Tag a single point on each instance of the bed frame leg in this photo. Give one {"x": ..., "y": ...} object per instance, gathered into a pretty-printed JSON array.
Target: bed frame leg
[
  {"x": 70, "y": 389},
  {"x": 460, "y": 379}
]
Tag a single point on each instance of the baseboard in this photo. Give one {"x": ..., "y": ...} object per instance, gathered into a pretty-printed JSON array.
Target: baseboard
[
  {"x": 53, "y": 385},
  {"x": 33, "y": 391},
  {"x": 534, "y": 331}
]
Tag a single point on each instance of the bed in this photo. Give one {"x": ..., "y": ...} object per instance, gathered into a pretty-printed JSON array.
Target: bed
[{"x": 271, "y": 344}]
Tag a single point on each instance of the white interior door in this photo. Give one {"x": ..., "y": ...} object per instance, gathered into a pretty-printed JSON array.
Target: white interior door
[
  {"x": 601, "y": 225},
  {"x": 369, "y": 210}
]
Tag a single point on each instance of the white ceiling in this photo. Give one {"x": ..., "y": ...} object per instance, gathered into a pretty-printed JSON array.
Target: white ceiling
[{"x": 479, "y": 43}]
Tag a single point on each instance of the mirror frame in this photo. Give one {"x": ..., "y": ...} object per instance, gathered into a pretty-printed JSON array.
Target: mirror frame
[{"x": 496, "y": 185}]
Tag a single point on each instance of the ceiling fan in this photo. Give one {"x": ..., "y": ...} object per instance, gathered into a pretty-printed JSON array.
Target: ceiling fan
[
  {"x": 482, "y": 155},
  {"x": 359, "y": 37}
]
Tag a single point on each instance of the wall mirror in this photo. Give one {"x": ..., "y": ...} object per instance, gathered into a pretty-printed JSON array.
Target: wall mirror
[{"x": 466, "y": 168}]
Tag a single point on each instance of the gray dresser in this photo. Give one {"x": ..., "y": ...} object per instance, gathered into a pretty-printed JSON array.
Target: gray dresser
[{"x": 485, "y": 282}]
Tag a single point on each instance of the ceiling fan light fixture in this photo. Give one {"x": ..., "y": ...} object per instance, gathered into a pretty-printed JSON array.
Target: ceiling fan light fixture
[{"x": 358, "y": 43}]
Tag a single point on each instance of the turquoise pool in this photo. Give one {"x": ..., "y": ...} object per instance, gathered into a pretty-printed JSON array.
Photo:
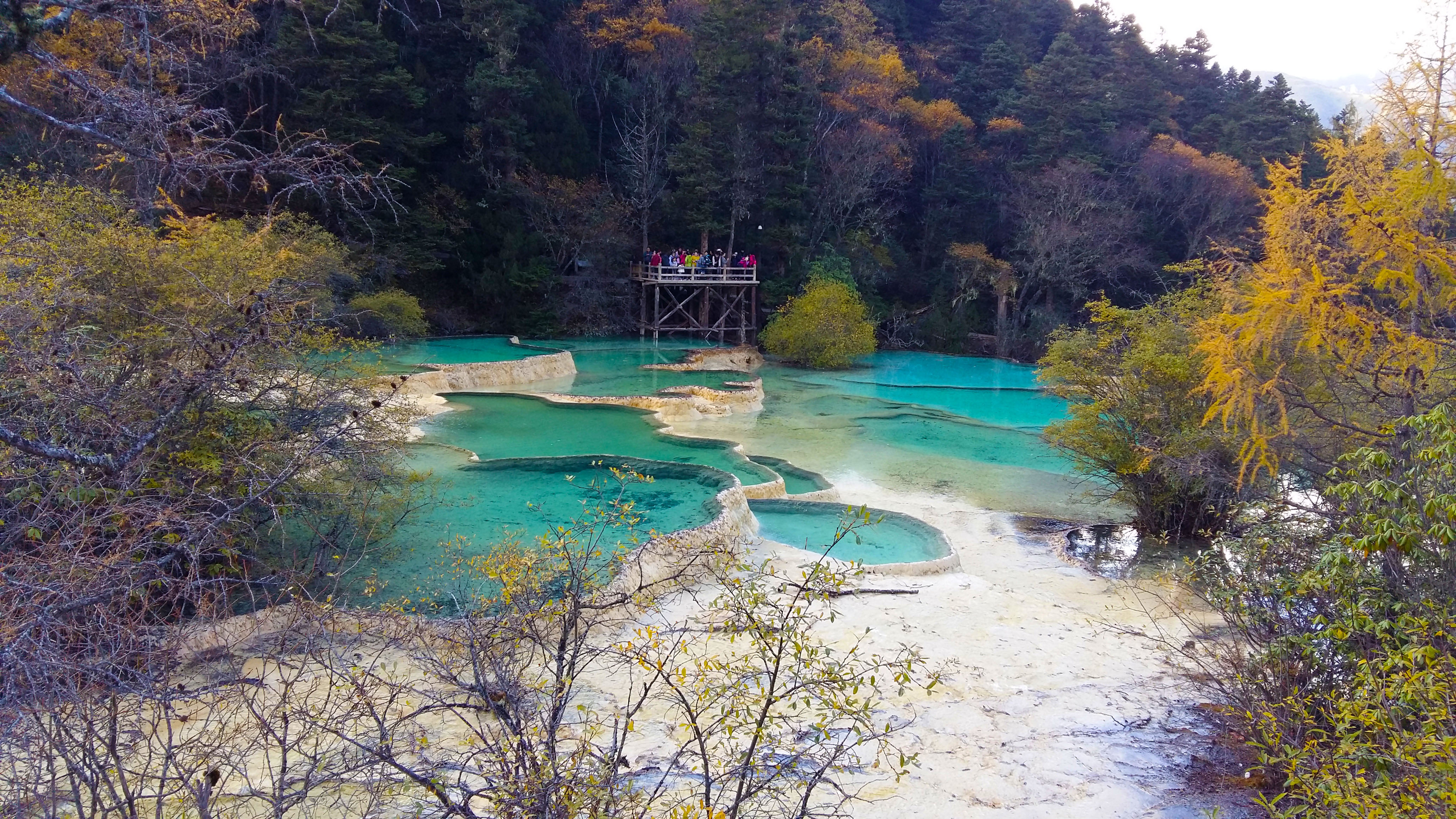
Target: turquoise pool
[
  {"x": 520, "y": 500},
  {"x": 909, "y": 422},
  {"x": 519, "y": 426},
  {"x": 458, "y": 352},
  {"x": 795, "y": 481},
  {"x": 810, "y": 525}
]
################
Rewrite the listing from the line containing "Tag a single point on each instance of the turquoise" through the end of the listing, changing "turquoise pool" to "swimming pool" and keeping everything else the same. Leave the pictures out of your answer.

Tag a single point on each instance of the swimming pool in this photo. Give one {"x": ..., "y": ...} object per instance, gathered into a pretty-printed JSON array.
Photo:
Target: swimming pool
[
  {"x": 520, "y": 500},
  {"x": 909, "y": 422},
  {"x": 519, "y": 426},
  {"x": 458, "y": 352},
  {"x": 795, "y": 481},
  {"x": 810, "y": 525}
]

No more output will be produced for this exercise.